> **Your assignment**
Provide only the number of lines below that hold "hair".

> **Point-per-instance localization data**
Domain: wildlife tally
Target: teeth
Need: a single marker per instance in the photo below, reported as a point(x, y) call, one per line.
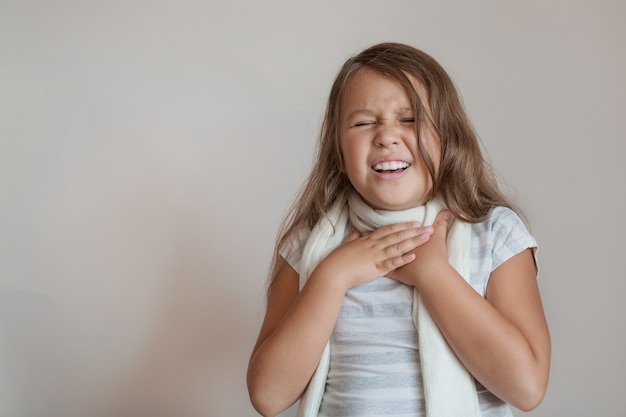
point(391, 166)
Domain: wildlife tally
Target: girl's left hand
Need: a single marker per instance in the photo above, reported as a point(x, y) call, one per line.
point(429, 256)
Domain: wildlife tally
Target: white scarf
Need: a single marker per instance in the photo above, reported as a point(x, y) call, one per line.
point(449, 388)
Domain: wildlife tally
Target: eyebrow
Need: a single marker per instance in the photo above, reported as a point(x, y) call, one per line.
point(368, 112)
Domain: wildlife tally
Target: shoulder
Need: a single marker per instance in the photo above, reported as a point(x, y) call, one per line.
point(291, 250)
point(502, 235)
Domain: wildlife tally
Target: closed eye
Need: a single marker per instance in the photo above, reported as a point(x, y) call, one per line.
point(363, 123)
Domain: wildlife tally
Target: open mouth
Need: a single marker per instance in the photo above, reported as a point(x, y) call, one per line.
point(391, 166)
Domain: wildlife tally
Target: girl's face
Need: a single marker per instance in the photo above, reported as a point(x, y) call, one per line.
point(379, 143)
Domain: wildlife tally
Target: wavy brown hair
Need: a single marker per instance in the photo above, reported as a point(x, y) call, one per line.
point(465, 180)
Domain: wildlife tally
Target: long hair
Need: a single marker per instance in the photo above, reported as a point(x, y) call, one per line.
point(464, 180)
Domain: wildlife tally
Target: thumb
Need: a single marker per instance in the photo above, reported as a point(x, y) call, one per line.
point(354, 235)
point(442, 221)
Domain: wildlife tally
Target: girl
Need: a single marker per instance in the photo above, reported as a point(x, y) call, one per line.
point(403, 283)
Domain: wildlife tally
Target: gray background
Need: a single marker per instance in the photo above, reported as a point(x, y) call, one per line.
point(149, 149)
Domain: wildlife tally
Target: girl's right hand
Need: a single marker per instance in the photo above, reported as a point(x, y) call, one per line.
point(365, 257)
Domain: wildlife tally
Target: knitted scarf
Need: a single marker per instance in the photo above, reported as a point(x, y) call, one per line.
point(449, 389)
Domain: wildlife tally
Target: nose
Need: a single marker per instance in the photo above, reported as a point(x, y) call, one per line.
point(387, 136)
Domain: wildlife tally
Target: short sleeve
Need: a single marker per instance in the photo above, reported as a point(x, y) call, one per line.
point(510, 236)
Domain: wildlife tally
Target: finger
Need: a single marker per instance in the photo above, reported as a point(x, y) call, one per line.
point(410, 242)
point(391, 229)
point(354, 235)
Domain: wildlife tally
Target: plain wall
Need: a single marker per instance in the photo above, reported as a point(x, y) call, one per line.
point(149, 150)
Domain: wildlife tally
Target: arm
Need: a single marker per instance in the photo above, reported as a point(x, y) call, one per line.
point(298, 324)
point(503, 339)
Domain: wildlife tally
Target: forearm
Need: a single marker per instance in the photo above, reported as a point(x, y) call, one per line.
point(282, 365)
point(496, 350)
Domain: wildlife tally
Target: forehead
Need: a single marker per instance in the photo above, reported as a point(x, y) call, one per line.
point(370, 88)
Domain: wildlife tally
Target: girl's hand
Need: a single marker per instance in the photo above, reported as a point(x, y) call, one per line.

> **Exercise solution**
2